Apply what you read:
1. From the forum thread on running models locally, extract the passage from "NekkoDroid 76 days" up to and including "reason eat VRAM.".
2. In the forum thread on running models locally, how much VRAM do mainline consumer cards have?

Source text:
..........
I’d be very interested in trying it if you could spare the time to write up how to tune it well. If not thanks for the input anyway.

WarmWash 76 days ago

Mainline consumer cards are 16GB, so everyone wants models they can run on their $400 GPU.

NekkoDroid 76 days ago

Yea, I've been waiting a while for a model that is ~12-13GB so there is still a bit of extra headroom for all the different things running on the system that for some reason eat VRAM.

vparseval 76 days ago

I found that you can run models locally pretty well that exceed your VRAM by a bit. At least ollama will hand excess off to your system RAM. Maybe performance suffers but I've never actually seen it crap out and I can wait a few minutes for a response.

vessenes 76 days ago

I'll pipe in - a series of Mac optimized MOEs which can stream experts just in time would be really amazing. And popular; I'm guessing in the next year we'll be able to run a very able openclaw with a stack like that. You'll get a lot of installs there. If I were a PM at Gemma, I'd release a stack for each Mac mini memory size.

zozbot234 76 days ago

Expert streaming is something that has to be implemented by the inference engine/library, the model architecture itself has very little to do with it. It's a great idea (for local inference; it uses too much power at scale), but making it work really well is actually not that easy.

(I've mentioned this before but AIUI it would require some new feature definitions in GGUF, to allow for coalescing model data about any one expert-layer into a single extent, so that it can be accessed in bulk. That's what seems to make the new Flash-MoE work so well.)

vessenes 76 days ago

I’ve been doing some low-key testing on smaller models, and it looks to me like it’s possible to train an MOE model with characteristics that are helpful for streaming… For instance, you could add a loss function to penalize expert swapping both in a single forward, pass and across multiple forward passes. So I believe there is a place for thinking about this on the model training side.

zozbot234 76 days ago

Penalizing expert swaps doesn't seem like it would help much, because experts vary by layer and are picked layer-wise. There's no guarantee that expert X in layer Y that was used for the previous token will still be available for this token's load from layer Y. The optimum would vary depending on how much memory you have at any given moment, and such. It's not obviously worth optimizing for.
..........
Collected data
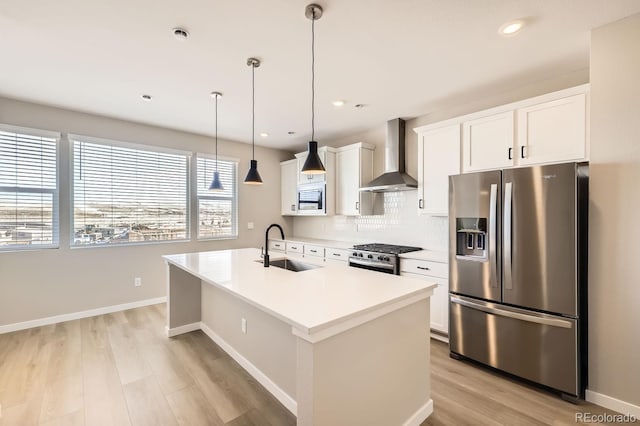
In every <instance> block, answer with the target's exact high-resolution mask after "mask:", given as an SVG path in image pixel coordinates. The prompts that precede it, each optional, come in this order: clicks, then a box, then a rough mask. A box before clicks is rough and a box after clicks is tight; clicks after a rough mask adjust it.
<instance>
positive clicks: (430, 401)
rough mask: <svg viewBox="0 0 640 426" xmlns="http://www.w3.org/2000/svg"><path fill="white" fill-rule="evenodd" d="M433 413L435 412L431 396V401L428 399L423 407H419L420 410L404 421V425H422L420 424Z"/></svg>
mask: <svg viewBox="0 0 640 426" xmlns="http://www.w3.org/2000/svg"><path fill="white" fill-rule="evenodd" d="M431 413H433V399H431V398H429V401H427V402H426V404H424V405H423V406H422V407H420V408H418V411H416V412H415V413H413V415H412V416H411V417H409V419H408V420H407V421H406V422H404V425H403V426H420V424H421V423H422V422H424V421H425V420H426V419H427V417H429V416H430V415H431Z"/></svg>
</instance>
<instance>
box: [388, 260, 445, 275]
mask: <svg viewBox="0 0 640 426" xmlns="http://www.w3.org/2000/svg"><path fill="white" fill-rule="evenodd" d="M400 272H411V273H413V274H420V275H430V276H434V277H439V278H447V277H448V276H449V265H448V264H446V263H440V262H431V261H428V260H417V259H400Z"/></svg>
..........
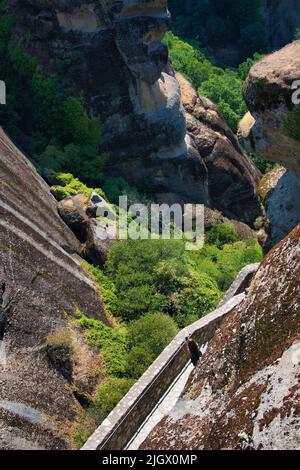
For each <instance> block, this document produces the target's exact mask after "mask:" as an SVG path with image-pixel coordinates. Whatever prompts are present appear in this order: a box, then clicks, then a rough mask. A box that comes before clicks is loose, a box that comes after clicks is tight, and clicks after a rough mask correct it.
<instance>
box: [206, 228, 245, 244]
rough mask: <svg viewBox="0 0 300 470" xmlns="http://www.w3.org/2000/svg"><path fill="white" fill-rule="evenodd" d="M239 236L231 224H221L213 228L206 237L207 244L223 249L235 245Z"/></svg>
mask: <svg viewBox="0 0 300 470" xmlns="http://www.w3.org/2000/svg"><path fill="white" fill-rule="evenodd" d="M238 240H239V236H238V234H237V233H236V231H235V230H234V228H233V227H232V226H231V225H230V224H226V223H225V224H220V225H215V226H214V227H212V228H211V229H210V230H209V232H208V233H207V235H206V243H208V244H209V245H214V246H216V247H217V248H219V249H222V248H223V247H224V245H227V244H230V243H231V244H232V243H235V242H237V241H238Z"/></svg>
..........
Task-by-task solutions:
1.
NekkoDroid 76 days ago

Yea, I've been waiting a while for a model that is ~12-13GB so there is still a bit of extra headroom for all the different things running on the system that for some reason eat VRAM.

2. 16GB